• **Information supplied**:
···
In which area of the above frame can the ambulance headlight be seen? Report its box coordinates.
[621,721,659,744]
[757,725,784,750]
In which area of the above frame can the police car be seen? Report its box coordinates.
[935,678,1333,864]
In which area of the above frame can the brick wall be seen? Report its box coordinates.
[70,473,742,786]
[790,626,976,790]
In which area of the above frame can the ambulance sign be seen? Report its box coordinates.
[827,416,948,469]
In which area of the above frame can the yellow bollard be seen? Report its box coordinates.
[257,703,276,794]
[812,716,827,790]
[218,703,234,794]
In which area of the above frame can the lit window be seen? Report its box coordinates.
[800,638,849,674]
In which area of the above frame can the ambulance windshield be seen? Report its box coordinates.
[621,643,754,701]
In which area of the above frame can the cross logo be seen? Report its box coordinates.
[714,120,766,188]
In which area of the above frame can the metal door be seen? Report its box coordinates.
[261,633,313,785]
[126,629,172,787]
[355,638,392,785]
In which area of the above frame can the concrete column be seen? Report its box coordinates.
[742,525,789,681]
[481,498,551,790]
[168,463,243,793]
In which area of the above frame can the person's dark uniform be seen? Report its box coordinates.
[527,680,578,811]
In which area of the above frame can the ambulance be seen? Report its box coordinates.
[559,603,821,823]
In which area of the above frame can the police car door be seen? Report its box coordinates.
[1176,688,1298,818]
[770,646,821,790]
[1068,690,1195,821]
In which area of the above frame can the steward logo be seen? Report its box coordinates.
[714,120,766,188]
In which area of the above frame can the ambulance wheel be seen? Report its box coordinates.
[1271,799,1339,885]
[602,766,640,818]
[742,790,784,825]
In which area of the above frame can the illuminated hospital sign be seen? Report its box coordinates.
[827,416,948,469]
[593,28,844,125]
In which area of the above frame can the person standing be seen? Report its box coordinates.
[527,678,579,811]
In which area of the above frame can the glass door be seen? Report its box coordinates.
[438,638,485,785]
···
• **What the exercise asks**: Copy the lines from the first one through the line holding "[800,638,849,674]", inclusive, keeping the requests unchanged. Shift every box coordinate in the answers by adding 85 to it.

• **Full response**:
In which area of the above frame can the ambulance headlight be seen? Report its box coordinates.
[706,806,744,829]
[842,810,869,835]
In which area of the above frame can the police car be seen? Report its box coordinates.
[1020,763,1418,949]
In which area of the above frame can the brick wall be seen? Report its box coordinates.
[155,558,827,871]
[875,711,1061,875]
In which area of the above frame can the ambulance sign be seen? Report its box coordinates.
[912,501,1033,554]
In which area of the above frame can the yellow bollard be seen? Report its box coordinates.
[342,788,361,879]
[897,801,912,875]
[303,788,319,879]
In which area of the above frame can the lit window be seen? Report its box coordinates.
[885,723,934,759]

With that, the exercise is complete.